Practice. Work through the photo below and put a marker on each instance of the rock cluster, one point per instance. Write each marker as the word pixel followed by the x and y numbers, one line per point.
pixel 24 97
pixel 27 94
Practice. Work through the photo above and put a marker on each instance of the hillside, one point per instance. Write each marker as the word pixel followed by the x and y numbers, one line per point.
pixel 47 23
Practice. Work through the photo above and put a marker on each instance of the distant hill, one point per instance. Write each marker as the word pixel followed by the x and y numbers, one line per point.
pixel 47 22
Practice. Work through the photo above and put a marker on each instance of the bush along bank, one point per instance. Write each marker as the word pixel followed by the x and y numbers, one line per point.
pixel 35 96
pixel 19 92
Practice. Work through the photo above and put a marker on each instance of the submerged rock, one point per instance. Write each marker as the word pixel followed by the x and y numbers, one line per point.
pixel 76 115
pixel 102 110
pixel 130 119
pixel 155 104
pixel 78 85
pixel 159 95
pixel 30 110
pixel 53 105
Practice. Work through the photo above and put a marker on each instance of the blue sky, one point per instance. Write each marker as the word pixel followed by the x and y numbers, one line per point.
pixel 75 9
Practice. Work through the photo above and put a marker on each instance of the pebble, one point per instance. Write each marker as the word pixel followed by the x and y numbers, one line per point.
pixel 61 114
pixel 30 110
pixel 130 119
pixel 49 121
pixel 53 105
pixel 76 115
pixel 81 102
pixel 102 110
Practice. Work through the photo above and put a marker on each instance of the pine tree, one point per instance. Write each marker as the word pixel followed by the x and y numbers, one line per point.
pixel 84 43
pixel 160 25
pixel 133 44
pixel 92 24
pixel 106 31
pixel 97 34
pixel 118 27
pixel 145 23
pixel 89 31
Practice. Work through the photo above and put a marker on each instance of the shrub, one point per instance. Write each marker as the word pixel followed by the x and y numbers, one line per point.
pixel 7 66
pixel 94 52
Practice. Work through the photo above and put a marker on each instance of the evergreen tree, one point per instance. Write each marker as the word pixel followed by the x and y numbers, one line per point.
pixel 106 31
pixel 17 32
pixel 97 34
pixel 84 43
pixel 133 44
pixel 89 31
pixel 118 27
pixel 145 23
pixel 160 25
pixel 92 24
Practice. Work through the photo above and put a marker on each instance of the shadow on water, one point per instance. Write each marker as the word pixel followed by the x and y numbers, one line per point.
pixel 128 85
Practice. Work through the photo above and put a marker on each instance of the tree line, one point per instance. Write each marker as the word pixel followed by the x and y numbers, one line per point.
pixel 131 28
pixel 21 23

————————

**DIRECTION:** Please rewrite every one of the rows above with "marker" changed to "dot" and nothing else altered.

**COMPLETED EXERCISE:**
Practice. Work through the photo below and put a dot on each instance of the rock cluster, one point per instance. Write each dot as the word pixel followed by the x and y numbers, one line per point.
pixel 24 97
pixel 27 94
Practice. Work through the photo above and put a dot on each instance of the hillside, one point per instance. Write each dot as the word pixel followed by the x and y numbers, one line per point.
pixel 47 23
Practice. Work through the photo above and put a dot on each instance of the distant hill, one point per instance. Write each dot as the word pixel followed by the x and y numbers, one line per point.
pixel 47 22
Practice. Work through the photo above and put a dot on each instance of the bush along bank, one point per instance. Write each dot as the word pixel followed by the x and y numbers, one line per point.
pixel 35 96
pixel 19 92
Practice. Work through the photo above and put a dot on each instance of the submerged rock, one point per instance. Write each dot as the word pixel followed by the x and y numbers, one line per point.
pixel 76 115
pixel 102 110
pixel 130 119
pixel 155 104
pixel 78 85
pixel 159 95
pixel 30 110
pixel 53 105
Practice. Work through the photo above and put a dot on each instance of the blue sky, one point per instance. Write each dot as the word pixel followed by the x and y numbers, one line per point.
pixel 75 9
Practice. Work through the photo above and put a dot on each instance of the pebble, one point per instance. Write each dot as the word pixel followed by the x and y numbers, one line per point.
pixel 61 114
pixel 30 110
pixel 130 119
pixel 49 121
pixel 53 105
pixel 76 115
pixel 81 102
pixel 102 110
Practice. Work through the photo above and put a dot on each instance of the pine tree, one point per instance. Write each dot as the word pixel followed by the x and y numbers, one line per point.
pixel 84 43
pixel 160 25
pixel 133 44
pixel 92 24
pixel 106 31
pixel 97 34
pixel 118 27
pixel 145 23
pixel 89 31
Practice. Work through the photo above and put a dot on each instance of the shrub, one point per instance. Write each dot as the word pixel followed by the x and y numbers, one line per point.
pixel 7 66
pixel 94 52
Practice. Work through the photo above and put a dot on each instance of the evergreen tree, one point per instance. Write each dot as the word pixel followed by the x and y numbers, one line per point.
pixel 106 31
pixel 17 32
pixel 97 34
pixel 84 43
pixel 133 44
pixel 89 31
pixel 118 27
pixel 145 23
pixel 160 25
pixel 92 24
Practice. Work through the photo above and put a dot on each instance of the shadow on water, one point per instance. Write each dot as the word pixel followed by the x and y numbers, one line per point.
pixel 128 85
Practice. Work through the photo above and put a dot on each instance of the tree line, one point per instance. Write each dot as the word pixel followed by the x and y numbers, one line per point.
pixel 131 28
pixel 21 23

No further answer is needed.